* DO WYKONANIA *
Napisz ciąg dalszy zamieszczonego poniżej artykułu o meczu play-off piłki ręcznej kobiet między elbląskim Startem a Pogonią Szczecin. Zacznij od zdania następującego po ostatnim zdaniu tekstu.

* WYBRANY FRAGMENT *

UWAGA!

Brawo Start ! (piłka ręczna)

 Elbląg, Brawo Start ! (piłka ręczna)
fot. Anna Dembińska

We wtorek Start może sobie zapewnić awans do strefy medalowej Mistrzostw Polski. Rywalizacja toczy się do dwóch zwycięstw, a nasza drużyna wygrała w pierwszym meczu play-off w Szczecinie z tamtejszą Pogonią 26:21 (13:11). Zobacz zdjęcia z wyjazdu do Szczecina.

Pojedynek elblążanek z Pogonią zapowiadany był jako najciekawszy mecz rundy play-off. Naprzeciw siebie stanęły dwa równorzędne zespoły, które po rundzie zasadnicze dzielił tylko jeden punkt. Szczecinianki z 23. punktami uplasowały się na miejscu czwartym, Start natomiast z 22. na piątym. Drużyna, która wygra dwa mecze będzie walczyć o miejsca 1-4, przegrany natomiast o 5-8. W pozostałych meczach Vistal pokonał Koszalin 28:22, Zagłębie wygrało z Olimpią 33:25, a jutro MKS Lublin powalczy z Piotrcovią.

* DANE WEJŚCIOWE *
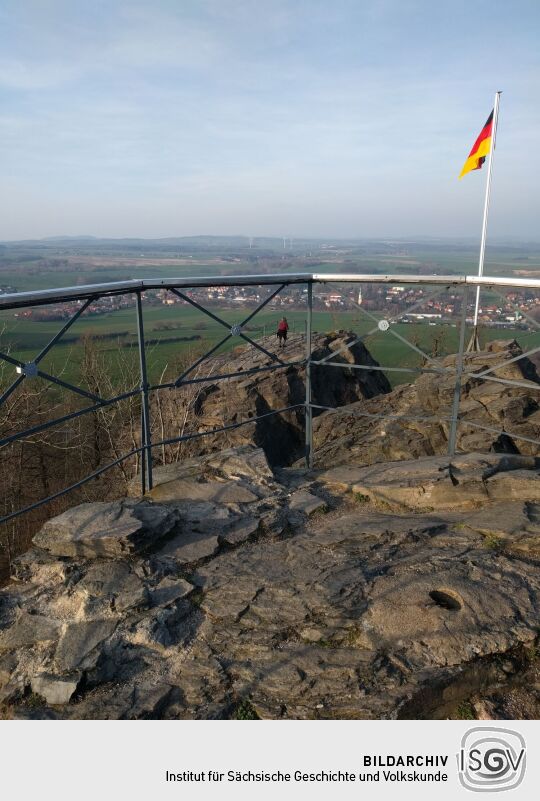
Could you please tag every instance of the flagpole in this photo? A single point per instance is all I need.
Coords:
(474, 344)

* ROZWIĄZANIE ZADANIA *
       Początek meczu w Szczecinie był nieskuteczny w wykonaniu naszych zawodniczek. Pierwsza bramka Startu wpadła dopiero w 5. minucie, wcześniej elblążanki nie wykorzystały rzutu karnego. W kolejnych akcjach z dobrej strony pokazała się Joanna Waga. Rozgrywająca najpierw zdobyła gola, a później przejęła piłkę i podała do Hanny Sądej, która zdobyła gola na remis 3:3. Kolejne akcje należały do podopiecznych Antoniego Pareckiego, które zdobyły trzy bramki pod rząd (7:5). Dalsze minuty meczu były wyrównane, jednak rywalkom udało się doprowadzić do wyrównania. Od 23. do 28. minuty obie drużyny były nieskuteczne, a w bramce dobrze spisywały się Ewa Sielicka i Adrianna Płaczek. Niemoc strzelecką przełamała Katarzyna Koniuszaniec, dając Startowi dwie bramki przewagi. Taką też różnicą zakończyła się pierwsza połowa. Start prowadził 13:11.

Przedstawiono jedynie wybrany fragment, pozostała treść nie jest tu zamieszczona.